_Exercise directions:_ In the listing that follows, retype word for word the lines starting with the one containing "window sill, given" and continuing through the one containing "[[286, 404], [408, 427], [407, 305], [251, 265]]", including both of those lines.

##### Data excerpts

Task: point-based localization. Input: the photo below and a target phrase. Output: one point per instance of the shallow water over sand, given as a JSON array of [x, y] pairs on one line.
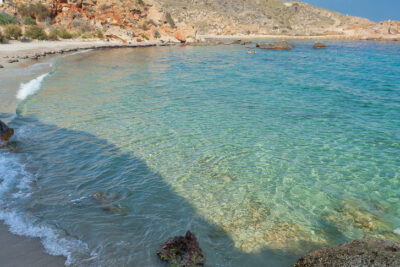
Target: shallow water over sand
[[264, 157]]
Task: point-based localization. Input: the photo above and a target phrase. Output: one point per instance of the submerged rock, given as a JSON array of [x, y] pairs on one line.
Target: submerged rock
[[320, 45], [5, 132], [370, 252], [281, 45], [182, 251], [108, 204]]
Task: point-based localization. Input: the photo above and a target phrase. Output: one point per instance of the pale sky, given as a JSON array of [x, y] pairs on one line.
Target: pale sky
[[376, 10]]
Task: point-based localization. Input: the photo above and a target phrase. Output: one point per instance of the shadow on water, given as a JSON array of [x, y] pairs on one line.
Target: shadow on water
[[110, 199]]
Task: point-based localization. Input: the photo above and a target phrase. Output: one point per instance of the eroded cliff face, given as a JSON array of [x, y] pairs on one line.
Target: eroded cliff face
[[189, 19]]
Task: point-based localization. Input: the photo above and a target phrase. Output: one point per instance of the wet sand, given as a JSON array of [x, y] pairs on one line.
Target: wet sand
[[24, 251]]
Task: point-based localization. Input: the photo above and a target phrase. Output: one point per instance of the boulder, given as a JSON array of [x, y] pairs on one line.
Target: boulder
[[180, 36], [182, 251], [369, 252], [280, 45], [320, 45], [5, 132]]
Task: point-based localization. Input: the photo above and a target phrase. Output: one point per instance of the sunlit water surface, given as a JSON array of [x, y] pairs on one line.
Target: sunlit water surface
[[264, 156]]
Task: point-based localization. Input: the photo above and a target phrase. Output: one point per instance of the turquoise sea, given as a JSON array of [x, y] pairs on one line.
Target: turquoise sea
[[264, 157]]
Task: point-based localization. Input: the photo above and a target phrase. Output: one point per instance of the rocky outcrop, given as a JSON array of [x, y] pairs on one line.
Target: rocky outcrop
[[370, 252], [320, 45], [182, 251], [281, 45], [5, 132]]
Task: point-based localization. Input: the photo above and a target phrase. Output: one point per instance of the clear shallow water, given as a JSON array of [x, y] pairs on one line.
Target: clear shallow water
[[265, 157]]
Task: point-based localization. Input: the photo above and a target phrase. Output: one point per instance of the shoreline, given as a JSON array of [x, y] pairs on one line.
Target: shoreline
[[19, 250], [42, 52]]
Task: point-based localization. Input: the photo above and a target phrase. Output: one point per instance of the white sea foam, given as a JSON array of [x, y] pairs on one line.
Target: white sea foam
[[31, 87], [16, 184]]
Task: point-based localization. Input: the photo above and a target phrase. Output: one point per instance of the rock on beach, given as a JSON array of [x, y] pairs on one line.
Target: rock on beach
[[369, 252], [182, 251]]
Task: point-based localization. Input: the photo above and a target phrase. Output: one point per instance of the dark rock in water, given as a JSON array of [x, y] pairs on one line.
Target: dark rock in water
[[245, 42], [369, 252], [182, 251], [320, 45], [5, 132], [281, 45]]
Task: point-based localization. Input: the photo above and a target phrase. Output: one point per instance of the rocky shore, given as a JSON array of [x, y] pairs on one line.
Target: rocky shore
[[18, 52]]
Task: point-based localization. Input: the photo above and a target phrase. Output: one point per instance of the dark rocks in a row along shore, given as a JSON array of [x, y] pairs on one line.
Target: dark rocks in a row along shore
[[369, 252], [5, 132], [182, 251]]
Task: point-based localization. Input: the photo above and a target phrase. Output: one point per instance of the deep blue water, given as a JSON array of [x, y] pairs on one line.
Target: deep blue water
[[263, 156]]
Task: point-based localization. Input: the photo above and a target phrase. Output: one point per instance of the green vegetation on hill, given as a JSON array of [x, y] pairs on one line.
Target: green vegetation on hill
[[6, 19]]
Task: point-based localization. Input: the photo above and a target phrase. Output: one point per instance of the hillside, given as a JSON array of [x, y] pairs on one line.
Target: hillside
[[189, 19]]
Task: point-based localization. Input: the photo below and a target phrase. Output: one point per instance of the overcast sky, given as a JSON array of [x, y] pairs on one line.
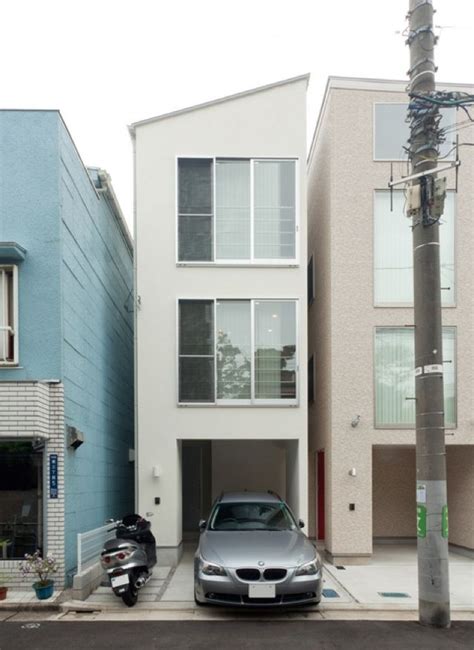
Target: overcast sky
[[107, 63]]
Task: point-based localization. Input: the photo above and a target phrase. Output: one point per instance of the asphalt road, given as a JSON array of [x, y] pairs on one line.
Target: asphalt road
[[242, 635]]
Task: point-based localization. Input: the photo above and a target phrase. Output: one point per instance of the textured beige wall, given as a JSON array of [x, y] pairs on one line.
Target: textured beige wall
[[461, 495], [341, 184]]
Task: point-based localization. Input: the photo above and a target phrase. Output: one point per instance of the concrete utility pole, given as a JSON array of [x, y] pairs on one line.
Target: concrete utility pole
[[426, 196]]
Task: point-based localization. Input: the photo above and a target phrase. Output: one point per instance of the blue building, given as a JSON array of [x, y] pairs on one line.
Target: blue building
[[66, 344]]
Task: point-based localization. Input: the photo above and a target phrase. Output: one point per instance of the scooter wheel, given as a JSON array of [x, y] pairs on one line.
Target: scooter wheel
[[130, 597]]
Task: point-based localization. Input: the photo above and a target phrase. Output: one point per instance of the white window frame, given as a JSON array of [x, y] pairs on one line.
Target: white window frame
[[374, 135], [252, 261], [14, 317], [404, 305], [411, 427], [253, 401]]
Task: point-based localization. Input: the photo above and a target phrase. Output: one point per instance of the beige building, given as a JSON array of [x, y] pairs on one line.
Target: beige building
[[361, 414], [221, 327]]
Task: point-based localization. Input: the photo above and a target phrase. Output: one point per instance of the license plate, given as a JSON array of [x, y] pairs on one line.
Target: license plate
[[262, 591], [116, 581]]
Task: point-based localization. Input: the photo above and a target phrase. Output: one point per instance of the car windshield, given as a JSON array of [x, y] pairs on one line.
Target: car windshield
[[252, 516]]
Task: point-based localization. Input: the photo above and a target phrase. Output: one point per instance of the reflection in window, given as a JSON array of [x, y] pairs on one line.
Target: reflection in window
[[249, 365], [21, 499], [395, 378], [275, 350], [254, 217]]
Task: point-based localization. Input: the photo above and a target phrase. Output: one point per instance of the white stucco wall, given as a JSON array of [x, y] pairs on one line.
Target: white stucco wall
[[268, 123]]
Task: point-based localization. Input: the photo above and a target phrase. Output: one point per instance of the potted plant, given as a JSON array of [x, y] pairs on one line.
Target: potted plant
[[43, 567], [3, 585]]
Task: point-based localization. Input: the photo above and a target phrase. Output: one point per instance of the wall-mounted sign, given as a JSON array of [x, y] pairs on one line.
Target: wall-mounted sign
[[53, 476]]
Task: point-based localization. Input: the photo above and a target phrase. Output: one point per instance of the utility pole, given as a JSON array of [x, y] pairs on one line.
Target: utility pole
[[426, 195]]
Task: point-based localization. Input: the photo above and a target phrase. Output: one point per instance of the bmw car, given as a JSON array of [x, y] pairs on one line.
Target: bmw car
[[252, 552]]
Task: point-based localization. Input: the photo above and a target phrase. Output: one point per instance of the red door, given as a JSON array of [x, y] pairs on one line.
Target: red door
[[321, 521]]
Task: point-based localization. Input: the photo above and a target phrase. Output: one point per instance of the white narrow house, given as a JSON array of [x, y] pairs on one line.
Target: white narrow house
[[221, 329]]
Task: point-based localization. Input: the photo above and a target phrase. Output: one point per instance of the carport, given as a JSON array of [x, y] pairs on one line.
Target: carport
[[210, 467], [393, 494]]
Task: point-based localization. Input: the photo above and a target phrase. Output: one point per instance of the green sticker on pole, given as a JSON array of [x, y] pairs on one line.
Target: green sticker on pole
[[444, 522], [421, 521]]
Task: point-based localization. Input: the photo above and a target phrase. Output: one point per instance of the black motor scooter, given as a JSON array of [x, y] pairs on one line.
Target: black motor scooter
[[129, 558]]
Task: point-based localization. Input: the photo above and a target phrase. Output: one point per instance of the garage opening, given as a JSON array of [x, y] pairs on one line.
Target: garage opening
[[211, 467], [394, 500]]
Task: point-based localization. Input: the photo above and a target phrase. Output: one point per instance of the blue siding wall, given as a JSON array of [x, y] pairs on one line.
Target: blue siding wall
[[96, 285], [29, 215]]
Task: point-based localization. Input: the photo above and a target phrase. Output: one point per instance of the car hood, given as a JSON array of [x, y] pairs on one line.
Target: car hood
[[247, 548]]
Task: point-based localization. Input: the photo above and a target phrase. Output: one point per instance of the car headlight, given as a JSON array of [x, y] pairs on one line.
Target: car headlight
[[309, 568], [210, 569]]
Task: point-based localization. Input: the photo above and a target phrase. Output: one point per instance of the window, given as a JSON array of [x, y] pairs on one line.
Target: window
[[395, 376], [21, 499], [237, 351], [311, 379], [391, 131], [393, 251], [8, 315], [310, 281], [233, 210]]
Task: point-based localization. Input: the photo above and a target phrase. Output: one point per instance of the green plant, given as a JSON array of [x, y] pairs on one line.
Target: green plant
[[42, 567]]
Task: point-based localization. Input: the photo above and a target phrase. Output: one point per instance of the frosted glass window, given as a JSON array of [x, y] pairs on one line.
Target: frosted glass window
[[233, 349], [222, 359], [395, 379], [275, 350], [393, 256], [196, 351], [391, 131], [195, 209], [274, 219], [254, 216], [7, 315], [233, 209]]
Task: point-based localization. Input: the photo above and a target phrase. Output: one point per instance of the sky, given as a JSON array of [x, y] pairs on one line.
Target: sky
[[107, 63]]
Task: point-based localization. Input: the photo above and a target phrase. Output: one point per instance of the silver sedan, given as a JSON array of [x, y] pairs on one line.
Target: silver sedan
[[252, 552]]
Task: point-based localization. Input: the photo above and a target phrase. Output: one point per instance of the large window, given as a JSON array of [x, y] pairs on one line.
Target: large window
[[236, 210], [393, 251], [237, 351], [8, 315], [395, 376], [391, 131], [21, 499]]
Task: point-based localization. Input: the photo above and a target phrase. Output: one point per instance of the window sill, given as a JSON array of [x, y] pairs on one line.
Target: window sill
[[286, 404], [408, 427], [407, 305], [251, 265]]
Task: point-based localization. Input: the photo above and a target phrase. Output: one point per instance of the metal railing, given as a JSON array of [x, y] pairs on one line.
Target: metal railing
[[90, 544]]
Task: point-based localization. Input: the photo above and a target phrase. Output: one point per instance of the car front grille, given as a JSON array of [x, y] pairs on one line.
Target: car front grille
[[254, 575], [251, 575], [274, 574]]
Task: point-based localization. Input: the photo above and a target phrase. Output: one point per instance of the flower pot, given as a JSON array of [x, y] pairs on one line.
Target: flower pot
[[44, 591]]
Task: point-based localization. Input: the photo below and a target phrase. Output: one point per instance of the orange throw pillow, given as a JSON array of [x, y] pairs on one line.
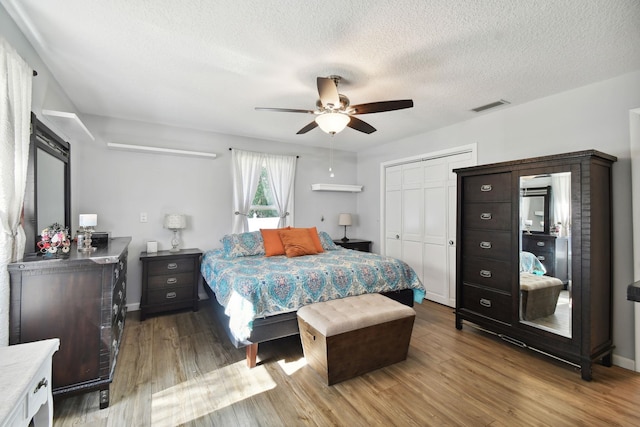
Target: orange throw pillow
[[272, 242], [297, 242]]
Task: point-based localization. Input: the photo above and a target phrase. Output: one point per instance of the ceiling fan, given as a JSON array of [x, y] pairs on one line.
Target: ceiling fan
[[334, 112]]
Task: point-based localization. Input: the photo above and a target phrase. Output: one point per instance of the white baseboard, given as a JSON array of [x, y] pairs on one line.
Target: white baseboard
[[623, 362]]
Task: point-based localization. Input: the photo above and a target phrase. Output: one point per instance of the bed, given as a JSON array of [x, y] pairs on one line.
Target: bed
[[539, 293], [256, 296]]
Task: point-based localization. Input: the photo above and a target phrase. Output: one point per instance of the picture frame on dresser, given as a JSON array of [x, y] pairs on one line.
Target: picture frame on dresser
[[355, 244]]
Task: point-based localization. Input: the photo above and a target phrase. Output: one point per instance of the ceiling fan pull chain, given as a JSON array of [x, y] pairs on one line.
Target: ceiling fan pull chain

##########

_Answer:_
Task: point-based localization. Input: the photo above and a target phrase. Output: one point per instance of the window sill, given as a JSON array of [x, y] pairs on one line.
Target: window sill
[[286, 404], [408, 427], [407, 305], [251, 265]]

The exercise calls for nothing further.